◆ Records:

-*-*-

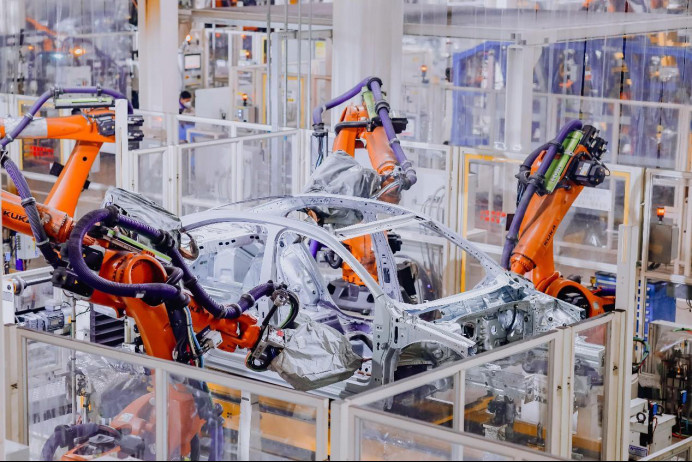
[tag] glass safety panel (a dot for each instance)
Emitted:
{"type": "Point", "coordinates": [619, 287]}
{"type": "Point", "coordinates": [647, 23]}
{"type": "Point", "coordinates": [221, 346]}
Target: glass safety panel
{"type": "Point", "coordinates": [86, 392]}
{"type": "Point", "coordinates": [589, 393]}
{"type": "Point", "coordinates": [235, 425]}
{"type": "Point", "coordinates": [508, 400]}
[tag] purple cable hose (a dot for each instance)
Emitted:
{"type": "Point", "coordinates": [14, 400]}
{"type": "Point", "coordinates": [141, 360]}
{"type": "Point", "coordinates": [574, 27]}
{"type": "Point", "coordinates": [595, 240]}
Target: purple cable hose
{"type": "Point", "coordinates": [87, 276]}
{"type": "Point", "coordinates": [26, 120]}
{"type": "Point", "coordinates": [373, 84]}
{"type": "Point", "coordinates": [56, 440]}
{"type": "Point", "coordinates": [32, 213]}
{"type": "Point", "coordinates": [510, 241]}
{"type": "Point", "coordinates": [315, 247]}
{"type": "Point", "coordinates": [156, 290]}
{"type": "Point", "coordinates": [19, 181]}
{"type": "Point", "coordinates": [383, 112]}
{"type": "Point", "coordinates": [341, 99]}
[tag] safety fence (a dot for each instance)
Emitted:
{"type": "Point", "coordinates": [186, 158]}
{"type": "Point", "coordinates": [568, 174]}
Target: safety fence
{"type": "Point", "coordinates": [639, 133]}
{"type": "Point", "coordinates": [541, 381]}
{"type": "Point", "coordinates": [61, 382]}
{"type": "Point", "coordinates": [448, 413]}
{"type": "Point", "coordinates": [214, 162]}
{"type": "Point", "coordinates": [682, 450]}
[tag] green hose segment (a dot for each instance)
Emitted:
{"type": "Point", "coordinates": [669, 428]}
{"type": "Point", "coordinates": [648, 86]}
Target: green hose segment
{"type": "Point", "coordinates": [369, 101]}
{"type": "Point", "coordinates": [558, 166]}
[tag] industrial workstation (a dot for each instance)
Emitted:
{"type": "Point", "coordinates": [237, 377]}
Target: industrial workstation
{"type": "Point", "coordinates": [346, 230]}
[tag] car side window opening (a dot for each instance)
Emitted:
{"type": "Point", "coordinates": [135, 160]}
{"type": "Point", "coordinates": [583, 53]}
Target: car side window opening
{"type": "Point", "coordinates": [230, 260]}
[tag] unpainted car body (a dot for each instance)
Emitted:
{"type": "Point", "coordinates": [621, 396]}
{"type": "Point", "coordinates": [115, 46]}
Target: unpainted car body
{"type": "Point", "coordinates": [271, 241]}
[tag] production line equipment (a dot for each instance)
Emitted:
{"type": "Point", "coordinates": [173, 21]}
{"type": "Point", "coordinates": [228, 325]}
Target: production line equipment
{"type": "Point", "coordinates": [369, 326]}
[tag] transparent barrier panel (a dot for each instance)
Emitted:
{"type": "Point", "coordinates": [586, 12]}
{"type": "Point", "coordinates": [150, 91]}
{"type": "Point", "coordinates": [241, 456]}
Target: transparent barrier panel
{"type": "Point", "coordinates": [197, 132]}
{"type": "Point", "coordinates": [150, 175]}
{"type": "Point", "coordinates": [429, 195]}
{"type": "Point", "coordinates": [477, 117]}
{"type": "Point", "coordinates": [244, 426]}
{"type": "Point", "coordinates": [432, 403]}
{"type": "Point", "coordinates": [668, 249]}
{"type": "Point", "coordinates": [649, 136]}
{"type": "Point", "coordinates": [490, 188]}
{"type": "Point", "coordinates": [384, 442]}
{"type": "Point", "coordinates": [67, 387]}
{"type": "Point", "coordinates": [588, 431]}
{"type": "Point", "coordinates": [208, 176]}
{"type": "Point", "coordinates": [266, 166]}
{"type": "Point", "coordinates": [507, 400]}
{"type": "Point", "coordinates": [663, 301]}
{"type": "Point", "coordinates": [247, 131]}
{"type": "Point", "coordinates": [154, 129]}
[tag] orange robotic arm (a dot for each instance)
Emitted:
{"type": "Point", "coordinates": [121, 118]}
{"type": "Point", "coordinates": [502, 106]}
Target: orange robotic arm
{"type": "Point", "coordinates": [533, 254]}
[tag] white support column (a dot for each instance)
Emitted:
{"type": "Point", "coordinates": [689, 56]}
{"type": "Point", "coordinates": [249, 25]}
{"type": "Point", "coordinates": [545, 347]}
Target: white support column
{"type": "Point", "coordinates": [626, 299]}
{"type": "Point", "coordinates": [519, 99]}
{"type": "Point", "coordinates": [367, 41]}
{"type": "Point", "coordinates": [159, 80]}
{"type": "Point", "coordinates": [123, 163]}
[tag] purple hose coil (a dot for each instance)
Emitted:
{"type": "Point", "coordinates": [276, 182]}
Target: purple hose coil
{"type": "Point", "coordinates": [373, 84]}
{"type": "Point", "coordinates": [341, 99]}
{"type": "Point", "coordinates": [383, 112]}
{"type": "Point", "coordinates": [161, 291]}
{"type": "Point", "coordinates": [155, 290]}
{"type": "Point", "coordinates": [315, 247]}
{"type": "Point", "coordinates": [26, 120]}
{"type": "Point", "coordinates": [513, 233]}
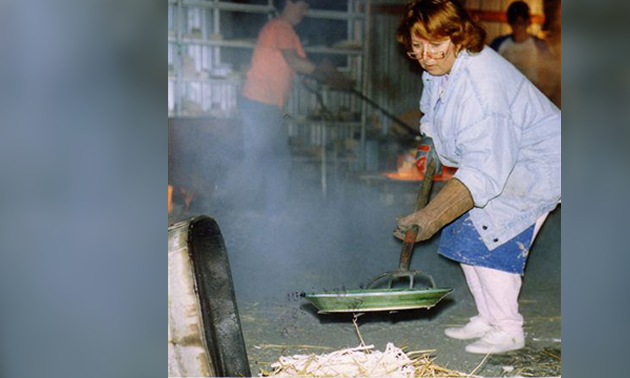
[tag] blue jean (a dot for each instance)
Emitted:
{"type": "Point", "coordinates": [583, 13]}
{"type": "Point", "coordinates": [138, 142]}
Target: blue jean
{"type": "Point", "coordinates": [461, 242]}
{"type": "Point", "coordinates": [267, 159]}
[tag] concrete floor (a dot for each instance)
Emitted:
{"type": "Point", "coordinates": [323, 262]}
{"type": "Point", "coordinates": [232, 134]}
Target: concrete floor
{"type": "Point", "coordinates": [342, 241]}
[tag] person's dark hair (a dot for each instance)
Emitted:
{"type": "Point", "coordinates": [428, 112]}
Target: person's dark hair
{"type": "Point", "coordinates": [439, 19]}
{"type": "Point", "coordinates": [518, 9]}
{"type": "Point", "coordinates": [279, 5]}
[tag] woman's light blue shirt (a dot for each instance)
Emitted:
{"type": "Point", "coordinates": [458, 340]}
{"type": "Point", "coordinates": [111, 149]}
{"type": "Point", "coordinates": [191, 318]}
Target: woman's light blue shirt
{"type": "Point", "coordinates": [503, 134]}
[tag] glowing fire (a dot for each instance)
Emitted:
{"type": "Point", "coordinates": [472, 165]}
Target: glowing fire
{"type": "Point", "coordinates": [410, 169]}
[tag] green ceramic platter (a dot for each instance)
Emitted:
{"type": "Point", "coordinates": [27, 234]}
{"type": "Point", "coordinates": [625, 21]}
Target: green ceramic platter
{"type": "Point", "coordinates": [376, 300]}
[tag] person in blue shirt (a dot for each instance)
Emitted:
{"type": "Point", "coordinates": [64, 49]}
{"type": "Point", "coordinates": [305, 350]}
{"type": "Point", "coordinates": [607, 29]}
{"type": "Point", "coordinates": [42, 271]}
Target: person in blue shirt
{"type": "Point", "coordinates": [488, 120]}
{"type": "Point", "coordinates": [530, 54]}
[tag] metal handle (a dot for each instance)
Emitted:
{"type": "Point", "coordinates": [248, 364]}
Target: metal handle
{"type": "Point", "coordinates": [421, 202]}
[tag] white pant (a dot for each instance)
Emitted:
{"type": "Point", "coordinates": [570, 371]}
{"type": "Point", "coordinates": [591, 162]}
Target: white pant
{"type": "Point", "coordinates": [496, 293]}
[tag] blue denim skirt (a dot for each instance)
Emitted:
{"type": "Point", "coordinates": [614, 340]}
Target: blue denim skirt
{"type": "Point", "coordinates": [461, 242]}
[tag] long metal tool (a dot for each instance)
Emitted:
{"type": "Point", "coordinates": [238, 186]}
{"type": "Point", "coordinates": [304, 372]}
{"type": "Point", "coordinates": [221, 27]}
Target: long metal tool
{"type": "Point", "coordinates": [410, 237]}
{"type": "Point", "coordinates": [376, 298]}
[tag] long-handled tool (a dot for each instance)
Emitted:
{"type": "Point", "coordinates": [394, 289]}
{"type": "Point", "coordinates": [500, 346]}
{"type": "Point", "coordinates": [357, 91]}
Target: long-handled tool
{"type": "Point", "coordinates": [391, 299]}
{"type": "Point", "coordinates": [410, 237]}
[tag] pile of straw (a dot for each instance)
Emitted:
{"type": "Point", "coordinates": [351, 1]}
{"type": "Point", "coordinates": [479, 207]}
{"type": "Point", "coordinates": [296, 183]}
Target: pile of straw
{"type": "Point", "coordinates": [361, 361]}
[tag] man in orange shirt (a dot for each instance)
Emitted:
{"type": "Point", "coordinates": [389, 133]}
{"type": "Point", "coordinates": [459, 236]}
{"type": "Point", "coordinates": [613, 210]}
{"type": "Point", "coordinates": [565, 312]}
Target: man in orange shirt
{"type": "Point", "coordinates": [277, 57]}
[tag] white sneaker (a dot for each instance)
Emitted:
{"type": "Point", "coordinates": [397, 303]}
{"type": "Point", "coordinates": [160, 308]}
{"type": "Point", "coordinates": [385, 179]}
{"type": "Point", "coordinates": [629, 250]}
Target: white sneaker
{"type": "Point", "coordinates": [476, 328]}
{"type": "Point", "coordinates": [497, 341]}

-*-*-

Copy the part of the material that opens with the line containing "[tag] man in" and closes with the end of the material, substituting "canvas shoe" for every "white sneaker" and changing nothing else.

[tag] man in orange shirt (a dot for each instance)
Emitted:
{"type": "Point", "coordinates": [389, 133]}
{"type": "Point", "coordinates": [459, 236]}
{"type": "Point", "coordinates": [613, 210]}
{"type": "Point", "coordinates": [565, 312]}
Target: man in orange shirt
{"type": "Point", "coordinates": [277, 57]}
[tag] canvas shoe (a dot for each instance)
Emitted:
{"type": "Point", "coordinates": [397, 303]}
{"type": "Point", "coordinates": [160, 308]}
{"type": "Point", "coordinates": [385, 179]}
{"type": "Point", "coordinates": [629, 250]}
Target: canvas shoe
{"type": "Point", "coordinates": [476, 328]}
{"type": "Point", "coordinates": [497, 341]}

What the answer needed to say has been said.